### PROBLEM TO WORK ON
Rewrite all the items below with "single dot" replaced by "single point" and everything else unchanged. Leave the pictures out of your answer.

### ITEMS
+---+

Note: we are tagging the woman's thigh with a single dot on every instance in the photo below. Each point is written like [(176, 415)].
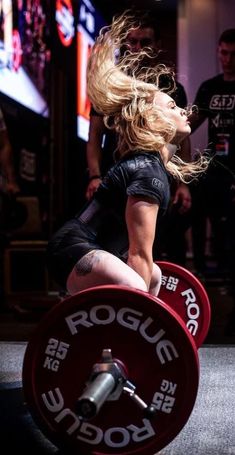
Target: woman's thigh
[(99, 267)]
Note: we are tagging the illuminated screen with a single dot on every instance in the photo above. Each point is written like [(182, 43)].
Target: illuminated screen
[(25, 52), (89, 24)]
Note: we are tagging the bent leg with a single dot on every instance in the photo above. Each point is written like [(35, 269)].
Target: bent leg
[(99, 267)]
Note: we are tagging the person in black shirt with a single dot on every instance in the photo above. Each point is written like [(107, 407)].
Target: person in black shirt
[(213, 195), (110, 241), (102, 143)]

+---+

### FINAL RESULT
Note: we are tagging the woman's thigh with a single point on every instance in the photo below. Each point is written like [(176, 415)].
Target: woman's thigh
[(99, 267)]
Note: we are tagging the illuminated screen with a single point on every instance in the photo above. Each point is written like [(182, 43)].
Target: illuminated screen
[(25, 52), (89, 24)]
Note: we are tagging the bent leg with a single point on every instance in the photo above. Each point is written like [(35, 269)].
Target: bent leg
[(99, 267)]
Note: we are tagging the person in black shirt with a single point on every instance in the photo above. Each point is written like [(107, 407)].
Target: person in black shirt
[(213, 195), (110, 241), (102, 143)]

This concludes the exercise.